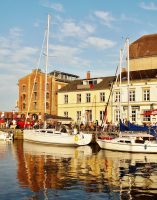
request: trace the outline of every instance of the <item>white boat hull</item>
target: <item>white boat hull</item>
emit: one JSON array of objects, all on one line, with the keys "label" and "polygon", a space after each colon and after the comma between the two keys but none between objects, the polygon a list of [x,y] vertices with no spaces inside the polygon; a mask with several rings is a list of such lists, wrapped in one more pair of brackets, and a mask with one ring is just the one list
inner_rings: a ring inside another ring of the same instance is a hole
[{"label": "white boat hull", "polygon": [[42,130],[24,130],[23,139],[43,144],[62,145],[62,146],[81,146],[88,145],[92,141],[92,134],[80,133],[70,135],[68,133],[45,131]]},{"label": "white boat hull", "polygon": [[13,133],[0,131],[0,140],[13,140]]},{"label": "white boat hull", "polygon": [[157,143],[146,141],[140,143],[118,143],[116,139],[102,140],[97,139],[97,143],[102,149],[124,151],[124,152],[138,152],[138,153],[157,153]]}]

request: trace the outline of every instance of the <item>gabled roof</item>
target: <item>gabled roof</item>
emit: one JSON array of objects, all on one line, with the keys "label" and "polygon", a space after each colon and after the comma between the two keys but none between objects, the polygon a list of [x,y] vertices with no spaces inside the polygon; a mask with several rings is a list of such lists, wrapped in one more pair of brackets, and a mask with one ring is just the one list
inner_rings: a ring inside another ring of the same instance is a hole
[{"label": "gabled roof", "polygon": [[[157,79],[157,69],[130,71],[130,80]],[[127,80],[127,71],[122,72],[122,81]]]},{"label": "gabled roof", "polygon": [[59,92],[76,92],[76,91],[91,91],[91,90],[103,90],[111,87],[111,83],[115,80],[115,76],[110,76],[110,77],[100,77],[100,78],[92,78],[89,80],[95,80],[95,79],[102,79],[102,81],[96,85],[88,85],[89,87],[79,87],[78,86],[83,86],[83,81],[86,81],[87,79],[79,79],[72,81],[65,87],[61,88]]},{"label": "gabled roof", "polygon": [[144,35],[130,44],[130,59],[157,56],[157,34]]}]

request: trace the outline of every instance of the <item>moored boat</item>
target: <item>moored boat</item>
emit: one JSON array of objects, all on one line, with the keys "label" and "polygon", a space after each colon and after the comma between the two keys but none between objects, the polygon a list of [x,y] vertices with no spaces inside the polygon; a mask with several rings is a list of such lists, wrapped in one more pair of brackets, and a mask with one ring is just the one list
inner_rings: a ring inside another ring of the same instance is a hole
[{"label": "moored boat", "polygon": [[156,138],[145,133],[121,133],[119,137],[98,137],[96,141],[102,149],[137,153],[157,153]]},{"label": "moored boat", "polygon": [[70,134],[54,129],[26,129],[23,131],[23,139],[41,144],[82,146],[90,144],[93,140],[93,135],[83,132]]},{"label": "moored boat", "polygon": [[0,131],[0,140],[13,140],[13,133]]}]

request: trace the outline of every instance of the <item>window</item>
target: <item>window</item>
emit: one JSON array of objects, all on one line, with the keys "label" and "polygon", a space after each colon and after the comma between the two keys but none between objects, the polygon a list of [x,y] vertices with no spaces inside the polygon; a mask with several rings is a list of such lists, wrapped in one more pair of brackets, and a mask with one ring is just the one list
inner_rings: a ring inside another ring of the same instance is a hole
[{"label": "window", "polygon": [[36,110],[37,109],[37,102],[33,103],[33,109]]},{"label": "window", "polygon": [[23,103],[22,107],[23,107],[23,110],[25,110],[26,109],[26,104]]},{"label": "window", "polygon": [[[149,110],[143,110],[143,113],[146,112],[146,111],[149,111]],[[143,121],[145,122],[150,122],[150,115],[143,115]]]},{"label": "window", "polygon": [[25,94],[23,94],[23,101],[25,101],[26,100],[26,95]]},{"label": "window", "polygon": [[150,89],[143,90],[143,101],[150,101]]},{"label": "window", "polygon": [[46,102],[46,109],[49,109],[49,103]]},{"label": "window", "polygon": [[120,91],[115,91],[114,102],[120,102]]},{"label": "window", "polygon": [[104,120],[104,111],[100,111],[100,121]]},{"label": "window", "polygon": [[49,83],[46,84],[46,90],[49,90]]},{"label": "window", "polygon": [[34,92],[34,100],[37,100],[37,92]]},{"label": "window", "polygon": [[135,91],[129,91],[129,101],[135,101]]},{"label": "window", "polygon": [[120,120],[120,112],[119,112],[119,110],[115,110],[115,122],[119,122],[119,120]]},{"label": "window", "polygon": [[132,110],[131,118],[132,118],[132,122],[136,122],[136,110]]},{"label": "window", "polygon": [[77,94],[77,103],[81,103],[81,94]]},{"label": "window", "polygon": [[64,117],[68,117],[68,112],[67,111],[64,112]]},{"label": "window", "polygon": [[105,92],[100,92],[100,102],[105,102]]},{"label": "window", "polygon": [[86,122],[92,121],[92,110],[85,111],[85,118],[86,118]]},{"label": "window", "polygon": [[76,117],[77,117],[77,121],[80,121],[81,120],[81,111],[77,111],[76,112]]},{"label": "window", "polygon": [[86,94],[86,102],[87,102],[87,103],[90,103],[90,102],[91,102],[91,95],[90,95],[90,93],[87,93],[87,94]]},{"label": "window", "polygon": [[46,93],[46,99],[49,99],[50,98],[50,94],[49,92]]},{"label": "window", "polygon": [[38,88],[38,87],[37,87],[37,82],[35,82],[35,83],[34,83],[34,90],[36,91],[37,88]]},{"label": "window", "polygon": [[64,103],[68,103],[68,95],[64,95]]},{"label": "window", "polygon": [[26,92],[26,86],[25,85],[22,86],[22,92]]}]

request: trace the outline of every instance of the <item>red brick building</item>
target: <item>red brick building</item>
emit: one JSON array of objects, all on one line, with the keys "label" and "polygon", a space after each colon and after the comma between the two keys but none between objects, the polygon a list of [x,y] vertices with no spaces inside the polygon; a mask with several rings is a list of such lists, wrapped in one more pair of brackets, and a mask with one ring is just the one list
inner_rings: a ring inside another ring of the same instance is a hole
[{"label": "red brick building", "polygon": [[[19,100],[18,110],[20,114],[32,113],[42,115],[44,113],[57,115],[58,90],[70,81],[79,78],[60,71],[53,71],[47,75],[47,87],[45,88],[45,73],[35,69],[32,73],[18,81]],[[46,90],[46,97],[45,97]],[[46,111],[45,111],[46,99]]]}]

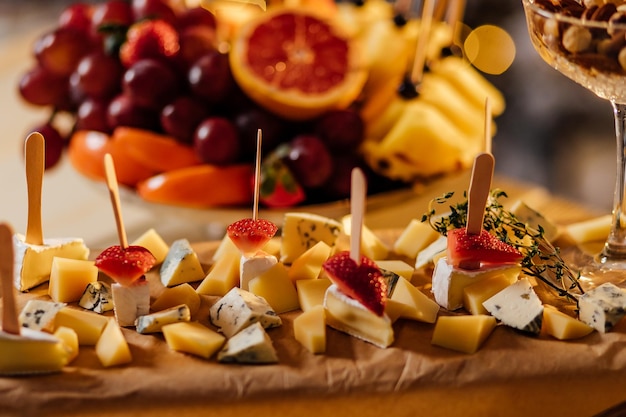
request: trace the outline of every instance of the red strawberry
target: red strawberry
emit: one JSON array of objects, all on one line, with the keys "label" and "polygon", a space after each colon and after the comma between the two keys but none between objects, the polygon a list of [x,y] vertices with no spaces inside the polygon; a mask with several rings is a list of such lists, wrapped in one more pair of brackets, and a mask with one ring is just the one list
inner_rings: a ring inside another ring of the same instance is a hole
[{"label": "red strawberry", "polygon": [[323,264],[331,281],[348,297],[354,298],[375,314],[382,316],[387,300],[387,282],[374,261],[366,256],[357,263],[344,251]]},{"label": "red strawberry", "polygon": [[142,246],[119,245],[106,248],[96,258],[96,267],[122,285],[131,285],[156,263],[155,257]]},{"label": "red strawberry", "polygon": [[448,231],[448,261],[454,266],[462,262],[518,263],[523,257],[520,251],[484,229],[476,235],[468,234],[464,227]]},{"label": "red strawberry", "polygon": [[235,246],[245,255],[261,249],[278,231],[278,226],[264,219],[241,219],[226,228]]},{"label": "red strawberry", "polygon": [[261,165],[259,200],[268,207],[293,207],[304,198],[302,187],[282,159],[268,156]]},{"label": "red strawberry", "polygon": [[120,60],[126,68],[144,58],[168,61],[180,49],[178,33],[163,20],[144,20],[133,24],[120,48]]}]

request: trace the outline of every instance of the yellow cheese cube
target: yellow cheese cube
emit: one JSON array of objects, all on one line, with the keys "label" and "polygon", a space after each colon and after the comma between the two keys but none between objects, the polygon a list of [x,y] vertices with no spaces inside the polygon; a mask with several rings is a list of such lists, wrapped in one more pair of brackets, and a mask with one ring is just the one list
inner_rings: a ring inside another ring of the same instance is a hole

· · · · · · ·

Render the lines of the data from the line containing "request: trace the outline of every instance of the yellow" through the final line as a JSON list of strings, one string per line and with blank lines omitted.

Answer for the task:
[
  "request: trace the outline of every instance of the yellow cheese cube",
  "target: yellow cheese cube",
  "emit: one JSON array of objects, all on one line, with the keys \"label\" and \"polygon\", a space after each colon and after the comma between the two keys but none between objects, the polygon a list of [x,y] vertices with no spaces inside the polygon; a mask with several rings is a list of such lists, wrapped in one more pair of brackets, and a mask with one ring is just the one list",
  "inner_rings: a ring inside another ring of the same instance is a hole"
]